> [Data for the task]
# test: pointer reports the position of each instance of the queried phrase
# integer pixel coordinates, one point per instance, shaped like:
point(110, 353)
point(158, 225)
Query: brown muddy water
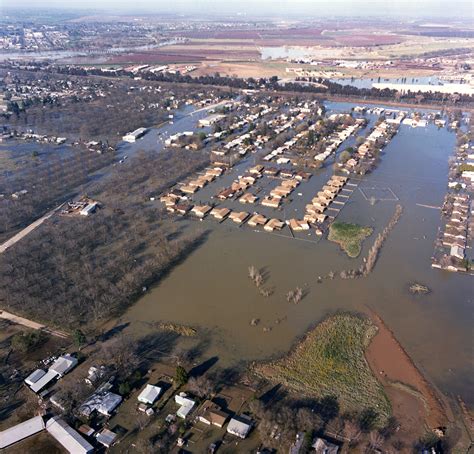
point(211, 290)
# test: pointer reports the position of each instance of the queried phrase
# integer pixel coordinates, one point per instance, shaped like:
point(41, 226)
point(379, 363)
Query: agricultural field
point(330, 361)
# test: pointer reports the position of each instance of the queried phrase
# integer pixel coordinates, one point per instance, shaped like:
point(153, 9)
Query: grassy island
point(349, 236)
point(330, 361)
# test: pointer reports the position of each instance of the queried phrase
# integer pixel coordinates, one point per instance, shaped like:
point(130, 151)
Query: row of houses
point(314, 210)
point(454, 239)
point(364, 157)
point(337, 138)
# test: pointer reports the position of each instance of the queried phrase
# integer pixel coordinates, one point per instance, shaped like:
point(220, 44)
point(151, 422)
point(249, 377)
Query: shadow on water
point(113, 332)
point(204, 367)
point(274, 395)
point(156, 346)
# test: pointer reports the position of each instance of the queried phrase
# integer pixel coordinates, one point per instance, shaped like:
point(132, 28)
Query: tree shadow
point(112, 332)
point(202, 368)
point(156, 346)
point(274, 395)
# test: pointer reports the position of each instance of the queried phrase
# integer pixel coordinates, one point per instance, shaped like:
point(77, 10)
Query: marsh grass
point(330, 361)
point(349, 236)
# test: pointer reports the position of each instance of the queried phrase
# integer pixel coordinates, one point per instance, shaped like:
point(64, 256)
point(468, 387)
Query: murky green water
point(211, 291)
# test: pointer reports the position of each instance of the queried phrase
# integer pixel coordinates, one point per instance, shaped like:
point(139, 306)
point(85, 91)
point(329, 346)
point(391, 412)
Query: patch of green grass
point(330, 361)
point(349, 236)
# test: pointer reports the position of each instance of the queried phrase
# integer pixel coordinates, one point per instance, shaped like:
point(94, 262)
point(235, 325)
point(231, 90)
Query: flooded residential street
point(211, 290)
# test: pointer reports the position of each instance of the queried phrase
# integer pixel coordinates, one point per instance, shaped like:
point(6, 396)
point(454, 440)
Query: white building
point(186, 405)
point(149, 394)
point(34, 376)
point(239, 427)
point(133, 136)
point(21, 431)
point(68, 437)
point(103, 402)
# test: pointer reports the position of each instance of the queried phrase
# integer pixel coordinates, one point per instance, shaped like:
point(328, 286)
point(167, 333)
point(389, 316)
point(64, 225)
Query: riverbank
point(415, 403)
point(330, 362)
point(349, 237)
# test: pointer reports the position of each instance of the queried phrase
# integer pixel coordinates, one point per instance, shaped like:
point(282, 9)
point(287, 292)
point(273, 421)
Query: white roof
point(68, 437)
point(102, 402)
point(106, 437)
point(186, 403)
point(43, 381)
point(149, 394)
point(34, 376)
point(63, 364)
point(21, 431)
point(238, 427)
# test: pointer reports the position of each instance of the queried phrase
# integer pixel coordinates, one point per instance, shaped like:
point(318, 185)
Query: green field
point(330, 361)
point(349, 236)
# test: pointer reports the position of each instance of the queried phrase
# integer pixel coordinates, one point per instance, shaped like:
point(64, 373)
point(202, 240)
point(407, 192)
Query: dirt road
point(27, 230)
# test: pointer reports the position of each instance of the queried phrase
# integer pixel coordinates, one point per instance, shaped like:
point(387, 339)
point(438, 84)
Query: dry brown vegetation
point(70, 271)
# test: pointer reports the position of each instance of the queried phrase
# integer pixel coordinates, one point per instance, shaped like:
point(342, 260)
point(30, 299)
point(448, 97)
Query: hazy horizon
point(251, 8)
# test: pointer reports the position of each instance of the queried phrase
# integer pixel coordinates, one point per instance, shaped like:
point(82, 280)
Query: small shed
point(149, 394)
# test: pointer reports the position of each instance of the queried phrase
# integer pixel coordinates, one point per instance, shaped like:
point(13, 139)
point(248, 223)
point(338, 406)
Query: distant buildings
point(133, 136)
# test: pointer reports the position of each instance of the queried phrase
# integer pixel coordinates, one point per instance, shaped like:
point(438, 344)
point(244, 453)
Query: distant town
point(235, 235)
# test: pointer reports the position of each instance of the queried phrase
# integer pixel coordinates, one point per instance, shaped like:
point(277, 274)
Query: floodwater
point(282, 52)
point(211, 291)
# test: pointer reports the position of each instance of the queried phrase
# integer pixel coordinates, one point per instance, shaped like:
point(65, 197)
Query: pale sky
point(312, 8)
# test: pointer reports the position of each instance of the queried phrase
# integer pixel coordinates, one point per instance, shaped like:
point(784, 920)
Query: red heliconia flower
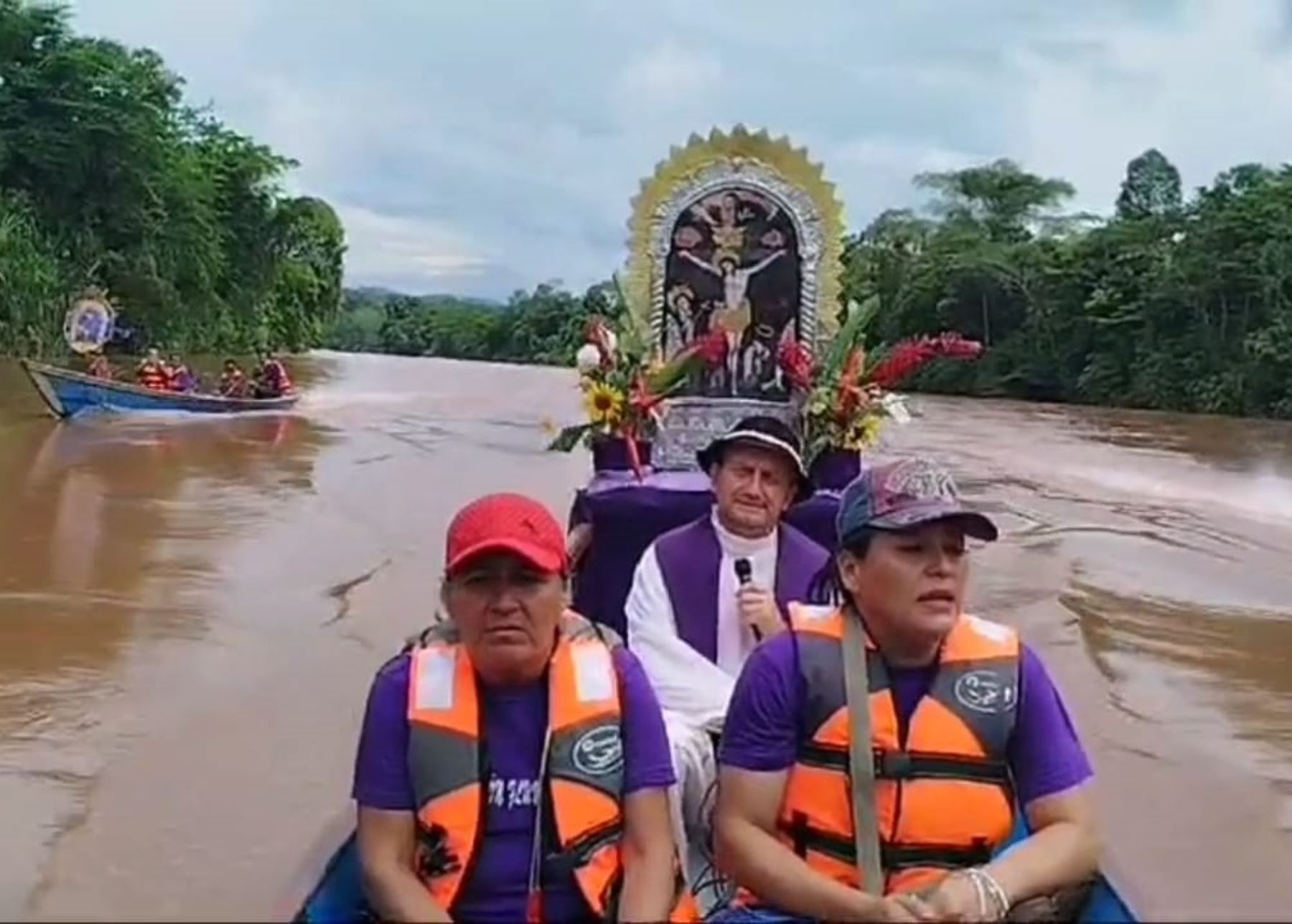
point(796, 363)
point(912, 354)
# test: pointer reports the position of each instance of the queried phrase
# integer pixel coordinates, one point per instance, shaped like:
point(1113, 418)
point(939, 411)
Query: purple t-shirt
point(516, 722)
point(764, 730)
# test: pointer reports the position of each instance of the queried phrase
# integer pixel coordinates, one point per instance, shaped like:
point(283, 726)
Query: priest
point(707, 593)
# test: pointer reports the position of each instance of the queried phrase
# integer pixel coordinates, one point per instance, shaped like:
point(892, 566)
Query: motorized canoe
point(69, 394)
point(334, 891)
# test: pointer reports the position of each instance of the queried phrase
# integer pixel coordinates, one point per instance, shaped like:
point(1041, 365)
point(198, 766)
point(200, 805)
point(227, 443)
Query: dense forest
point(110, 181)
point(1171, 302)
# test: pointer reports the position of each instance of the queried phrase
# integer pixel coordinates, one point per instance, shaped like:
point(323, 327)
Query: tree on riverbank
point(1169, 303)
point(108, 179)
point(546, 326)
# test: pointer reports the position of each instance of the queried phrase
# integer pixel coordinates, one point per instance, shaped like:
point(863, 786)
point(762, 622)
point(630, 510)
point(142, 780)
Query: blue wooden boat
point(335, 891)
point(67, 394)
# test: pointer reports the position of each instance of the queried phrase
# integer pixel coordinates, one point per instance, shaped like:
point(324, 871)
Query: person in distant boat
point(233, 380)
point(181, 376)
point(100, 367)
point(513, 763)
point(151, 372)
point(271, 378)
point(964, 725)
point(706, 594)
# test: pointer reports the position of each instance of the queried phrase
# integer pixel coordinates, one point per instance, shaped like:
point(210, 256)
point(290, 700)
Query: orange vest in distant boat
point(276, 373)
point(584, 798)
point(943, 796)
point(153, 376)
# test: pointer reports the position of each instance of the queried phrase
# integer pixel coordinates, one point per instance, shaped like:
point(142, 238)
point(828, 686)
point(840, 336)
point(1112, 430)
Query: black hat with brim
point(762, 431)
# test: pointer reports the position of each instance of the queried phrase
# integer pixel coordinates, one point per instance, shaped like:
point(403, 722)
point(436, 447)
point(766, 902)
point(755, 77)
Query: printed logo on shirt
point(600, 751)
point(985, 691)
point(510, 794)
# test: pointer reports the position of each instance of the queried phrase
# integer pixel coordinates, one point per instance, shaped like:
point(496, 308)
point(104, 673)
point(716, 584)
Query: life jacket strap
point(893, 857)
point(910, 764)
point(563, 864)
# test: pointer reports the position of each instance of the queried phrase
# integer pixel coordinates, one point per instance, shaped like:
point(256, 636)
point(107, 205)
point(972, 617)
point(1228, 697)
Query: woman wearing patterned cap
point(964, 725)
point(513, 763)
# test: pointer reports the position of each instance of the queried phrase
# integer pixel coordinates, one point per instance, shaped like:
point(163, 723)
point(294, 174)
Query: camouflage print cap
point(906, 494)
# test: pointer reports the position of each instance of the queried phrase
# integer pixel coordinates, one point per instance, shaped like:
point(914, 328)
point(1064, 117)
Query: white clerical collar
point(741, 546)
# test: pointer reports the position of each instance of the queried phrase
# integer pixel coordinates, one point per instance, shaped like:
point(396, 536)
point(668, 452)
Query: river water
point(190, 612)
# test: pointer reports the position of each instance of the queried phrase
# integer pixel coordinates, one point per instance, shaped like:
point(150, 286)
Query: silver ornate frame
point(689, 423)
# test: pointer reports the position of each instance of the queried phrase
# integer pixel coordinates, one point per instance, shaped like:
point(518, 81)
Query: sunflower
point(604, 404)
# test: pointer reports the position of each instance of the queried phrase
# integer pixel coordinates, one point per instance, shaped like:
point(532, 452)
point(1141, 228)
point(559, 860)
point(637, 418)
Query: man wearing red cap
point(513, 762)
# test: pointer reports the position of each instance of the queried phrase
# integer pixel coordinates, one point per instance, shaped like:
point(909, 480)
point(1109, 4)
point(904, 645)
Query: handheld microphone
point(744, 573)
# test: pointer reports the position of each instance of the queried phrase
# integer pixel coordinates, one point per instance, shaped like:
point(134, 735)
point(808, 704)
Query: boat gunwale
point(181, 402)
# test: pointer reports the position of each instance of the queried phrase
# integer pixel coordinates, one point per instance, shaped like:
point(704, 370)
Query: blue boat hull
point(69, 394)
point(337, 896)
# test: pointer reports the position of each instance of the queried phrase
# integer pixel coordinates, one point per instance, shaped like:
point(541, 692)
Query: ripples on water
point(140, 559)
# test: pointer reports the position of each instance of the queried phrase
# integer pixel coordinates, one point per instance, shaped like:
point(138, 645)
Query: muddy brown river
point(190, 612)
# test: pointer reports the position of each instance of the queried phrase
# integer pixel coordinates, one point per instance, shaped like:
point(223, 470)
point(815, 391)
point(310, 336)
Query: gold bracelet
point(995, 890)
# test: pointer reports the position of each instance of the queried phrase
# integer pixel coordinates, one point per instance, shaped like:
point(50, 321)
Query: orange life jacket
point(945, 798)
point(274, 376)
point(583, 776)
point(153, 376)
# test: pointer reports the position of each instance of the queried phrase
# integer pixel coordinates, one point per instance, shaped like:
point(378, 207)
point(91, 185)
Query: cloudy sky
point(479, 146)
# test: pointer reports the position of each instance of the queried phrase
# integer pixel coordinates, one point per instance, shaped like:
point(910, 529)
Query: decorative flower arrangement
point(623, 387)
point(846, 399)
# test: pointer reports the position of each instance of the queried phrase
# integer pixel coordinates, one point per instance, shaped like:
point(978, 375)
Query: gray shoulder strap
point(866, 833)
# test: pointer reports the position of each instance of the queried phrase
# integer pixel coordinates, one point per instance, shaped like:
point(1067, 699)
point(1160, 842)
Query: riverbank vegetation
point(1171, 302)
point(110, 179)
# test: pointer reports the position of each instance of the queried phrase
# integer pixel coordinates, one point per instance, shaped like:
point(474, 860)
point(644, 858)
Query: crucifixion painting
point(733, 266)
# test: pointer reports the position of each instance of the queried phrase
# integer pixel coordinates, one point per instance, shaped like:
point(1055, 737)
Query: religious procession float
point(730, 308)
point(88, 327)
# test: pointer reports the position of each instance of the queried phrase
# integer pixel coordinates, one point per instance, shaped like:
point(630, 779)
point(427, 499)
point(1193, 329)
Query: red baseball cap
point(507, 523)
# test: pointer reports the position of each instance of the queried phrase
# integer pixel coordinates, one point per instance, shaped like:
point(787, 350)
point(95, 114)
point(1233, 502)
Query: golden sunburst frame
point(751, 160)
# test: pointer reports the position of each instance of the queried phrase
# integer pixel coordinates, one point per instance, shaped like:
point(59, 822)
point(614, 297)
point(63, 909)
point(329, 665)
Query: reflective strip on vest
point(945, 796)
point(584, 775)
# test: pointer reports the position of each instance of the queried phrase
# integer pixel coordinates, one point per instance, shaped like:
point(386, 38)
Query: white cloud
point(384, 247)
point(494, 145)
point(668, 74)
point(1206, 92)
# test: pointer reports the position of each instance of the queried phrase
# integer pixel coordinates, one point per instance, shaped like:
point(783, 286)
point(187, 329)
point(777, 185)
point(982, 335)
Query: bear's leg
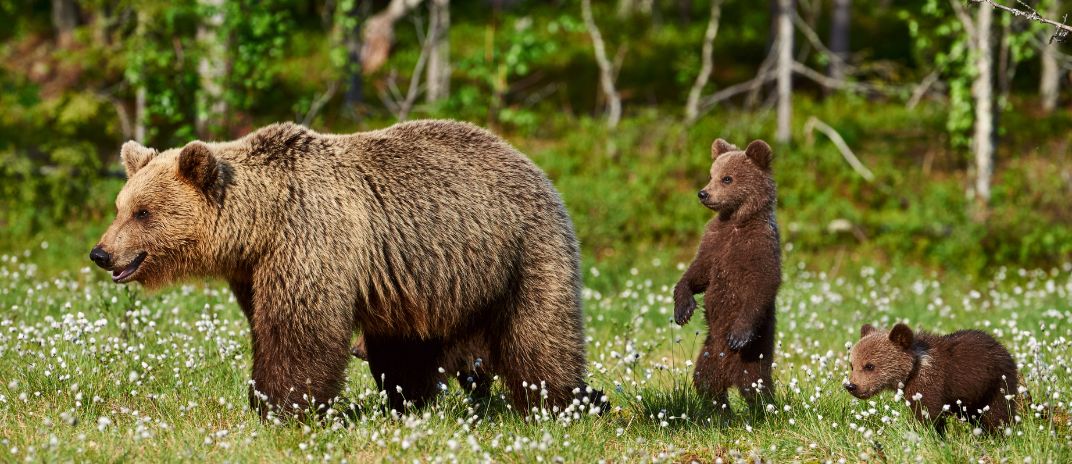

> [Stated exercise] Collect each line of the listing above that contains the string "blue".

> [Answer to this exercise]
Query: blue wooden boat
Query: blue boat hull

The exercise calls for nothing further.